▶ [DATA IN THIS EXERCISE]
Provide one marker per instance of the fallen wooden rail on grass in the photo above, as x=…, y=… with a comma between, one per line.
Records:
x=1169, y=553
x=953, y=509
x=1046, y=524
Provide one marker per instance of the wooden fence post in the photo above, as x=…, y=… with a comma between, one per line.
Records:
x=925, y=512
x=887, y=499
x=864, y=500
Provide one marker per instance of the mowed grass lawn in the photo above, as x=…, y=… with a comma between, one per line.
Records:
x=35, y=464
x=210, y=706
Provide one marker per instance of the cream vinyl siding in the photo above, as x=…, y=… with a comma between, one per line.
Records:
==
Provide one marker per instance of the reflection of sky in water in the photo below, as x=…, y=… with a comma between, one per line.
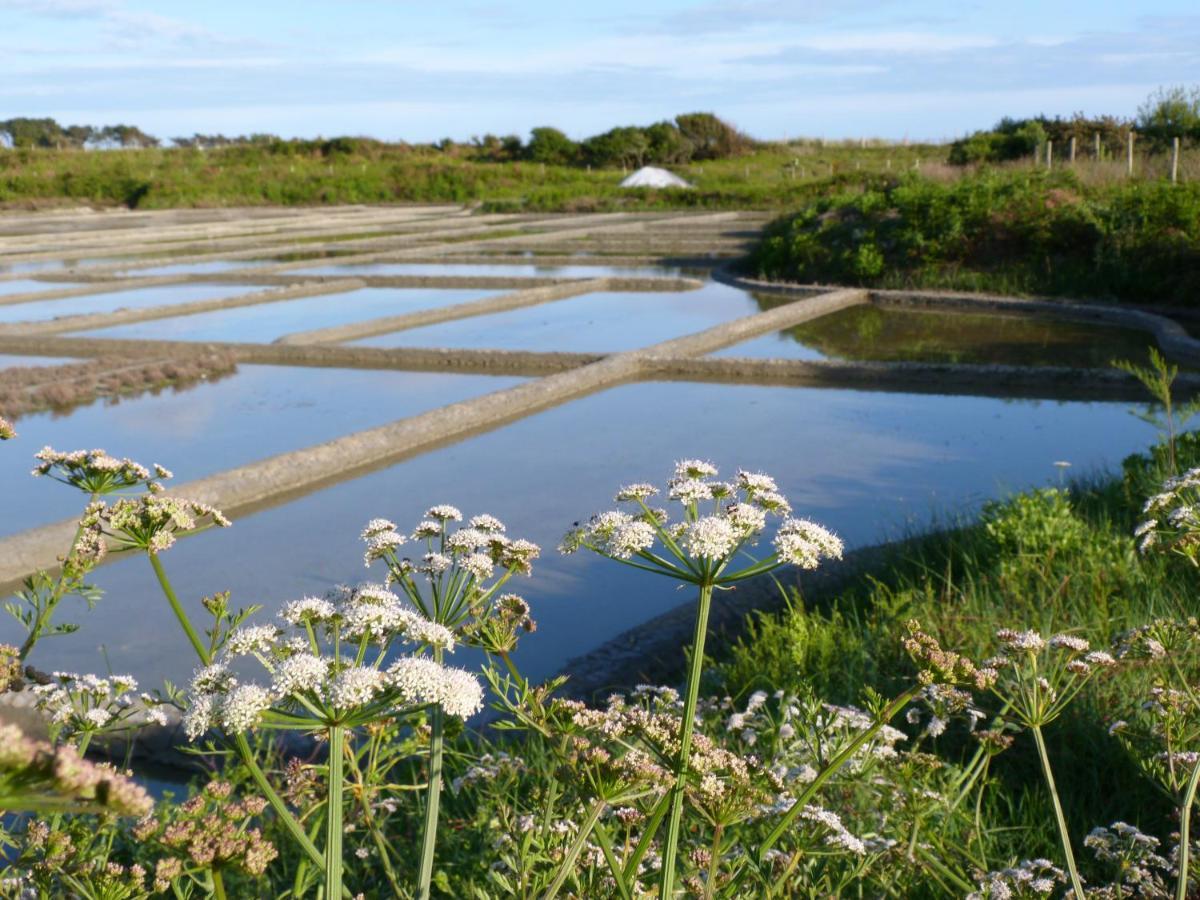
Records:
--
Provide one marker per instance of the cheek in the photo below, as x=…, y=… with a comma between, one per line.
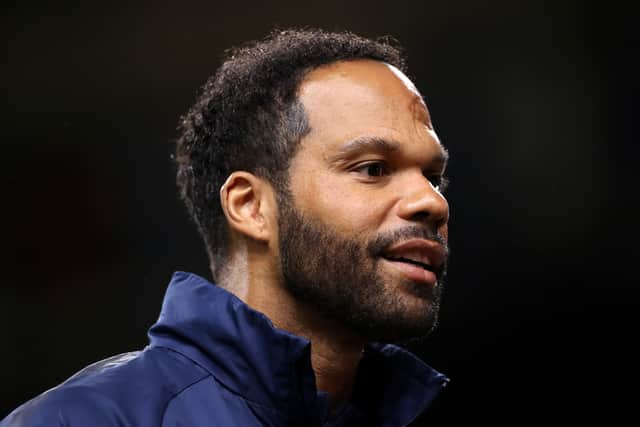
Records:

▶ [EXERCISE DIRECTIONS] Convert the entries between the lines holding "Provide one marker per instance of the wooden" and "x=210, y=706", inclusive, into a two-column CSV with the headers instruction and points. Give one row per entry, with its text under instruction and its answer under points, each in a single quoted field with line breaks replaced by spaces.

▶ [SOLUTION TO THIS TASK]
instruction,points
"Provide one marker per instance of the wooden fence post in the photo above, as x=…, y=… with a comma between, one per line. Records:","x=925, y=512 x=887, y=499 x=864, y=500"
"Provide one marker per instance of the mowed grass lawn in the photo above, as x=…, y=… with a comma between, one per line. Records:","x=35, y=464 x=210, y=706"